Task to carry out: Display each line of the listing below that contains the word "image", copying the whole line. Case counts when matching.

**** Data provided ****

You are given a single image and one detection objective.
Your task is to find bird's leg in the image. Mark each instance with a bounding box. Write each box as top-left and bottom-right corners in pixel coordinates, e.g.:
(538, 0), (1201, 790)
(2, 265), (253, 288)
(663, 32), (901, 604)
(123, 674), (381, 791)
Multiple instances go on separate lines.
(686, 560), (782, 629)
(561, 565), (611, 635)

****

Written solution:
You are given a single image and one detection objective.
Your task is to find bird's leg in the image. Mark each instance with a bounding box. Write each box as top-left and bottom-right corners in pixel coordinates, e.g.:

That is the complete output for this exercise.